▸ МАТЕРИАЛ К ЗАДАНИЮ:

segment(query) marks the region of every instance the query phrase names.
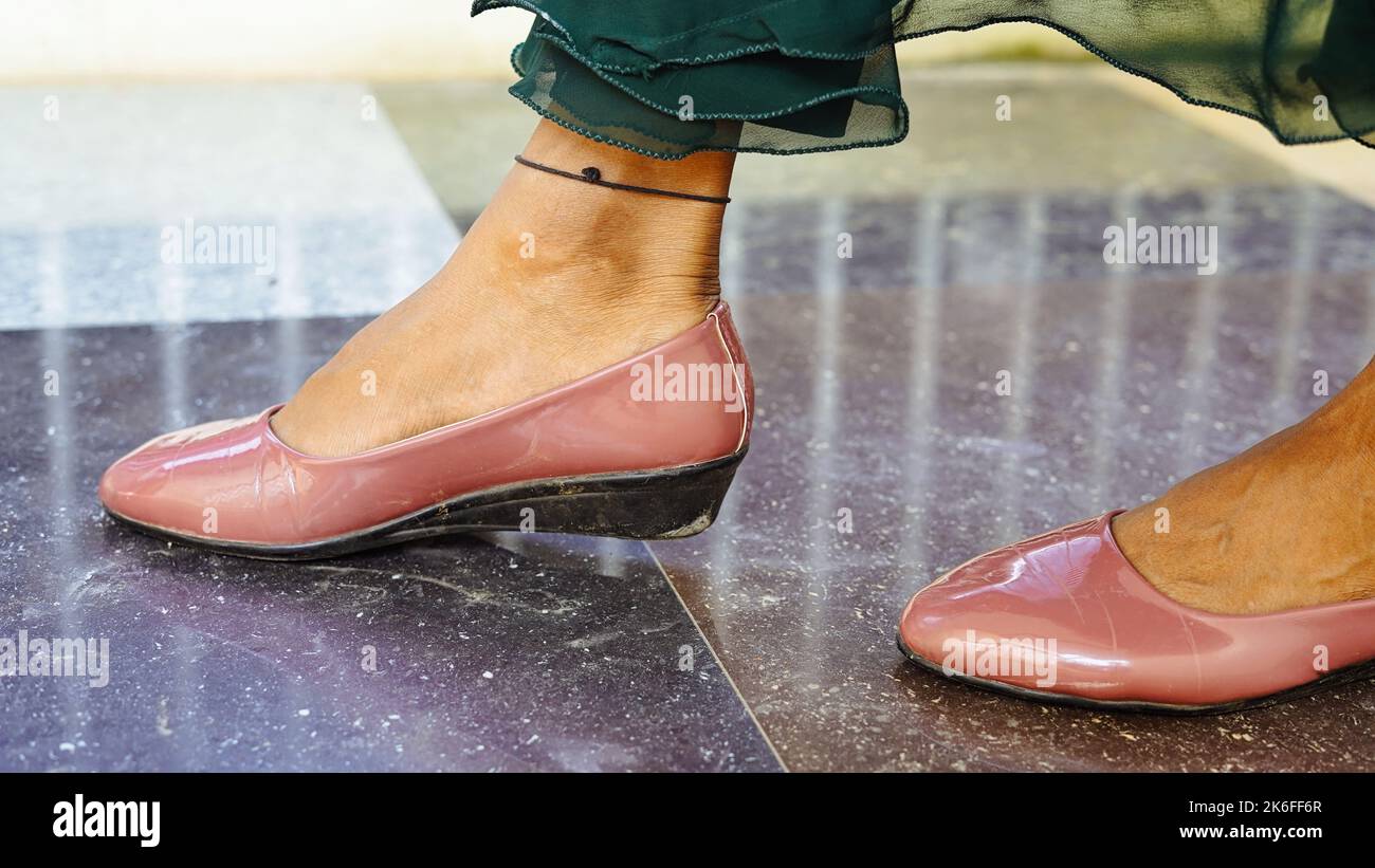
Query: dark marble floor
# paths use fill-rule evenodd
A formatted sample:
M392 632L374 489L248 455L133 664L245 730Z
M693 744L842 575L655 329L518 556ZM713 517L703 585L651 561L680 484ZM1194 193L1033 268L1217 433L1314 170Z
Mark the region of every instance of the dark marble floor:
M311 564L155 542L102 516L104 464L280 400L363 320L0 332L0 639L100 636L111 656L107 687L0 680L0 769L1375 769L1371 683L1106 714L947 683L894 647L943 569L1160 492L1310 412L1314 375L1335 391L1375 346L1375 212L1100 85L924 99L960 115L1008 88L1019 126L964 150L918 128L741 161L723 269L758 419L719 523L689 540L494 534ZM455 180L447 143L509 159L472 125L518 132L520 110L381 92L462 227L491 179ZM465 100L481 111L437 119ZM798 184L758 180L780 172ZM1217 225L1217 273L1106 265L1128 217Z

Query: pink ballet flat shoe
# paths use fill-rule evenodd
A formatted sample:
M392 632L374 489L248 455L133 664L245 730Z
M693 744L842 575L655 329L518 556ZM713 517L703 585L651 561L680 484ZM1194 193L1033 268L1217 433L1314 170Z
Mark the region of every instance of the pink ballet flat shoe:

▸ ЗАДАНИЕ: Перепишите все приведённые выше записи слово в слово, не включая в ответ изображения.

▸ ОТВЕТ:
segment(query) marks the region of every instance the query phrase names.
Query: dark marble floor
# paths use fill-rule evenodd
A formatted sample:
M392 632L374 489L248 455L133 664L245 730Z
M693 744L842 575L655 329L518 556ZM713 517L703 585L651 561L680 484ZM1194 193L1033 268L1217 433L1314 170Z
Mark the region of every instance of the dark marble floor:
M311 564L155 542L102 516L104 464L280 400L363 320L0 332L0 639L100 636L111 656L107 687L0 680L0 769L1375 769L1371 683L1106 714L947 683L894 647L943 569L1160 492L1310 412L1314 375L1335 391L1375 346L1375 212L1100 85L924 99L960 115L1008 88L1019 126L964 150L918 128L741 161L723 269L758 419L719 523L689 540L494 534ZM455 180L447 143L509 159L472 125L518 132L520 110L381 92L462 227L491 179ZM465 100L481 111L437 119ZM798 184L758 180L780 172ZM1217 225L1217 273L1106 265L1128 217Z

Query: pink ballet flat shoe
# paths use fill-rule evenodd
A formatted sample:
M392 632L374 489L248 455L133 664L245 730Z
M693 744L842 575L655 329L518 556ZM713 517L703 585L651 561L680 484ZM1194 193L1033 268L1217 433L1314 170Z
Mark the region of every instance of the pink ballet flat shoe:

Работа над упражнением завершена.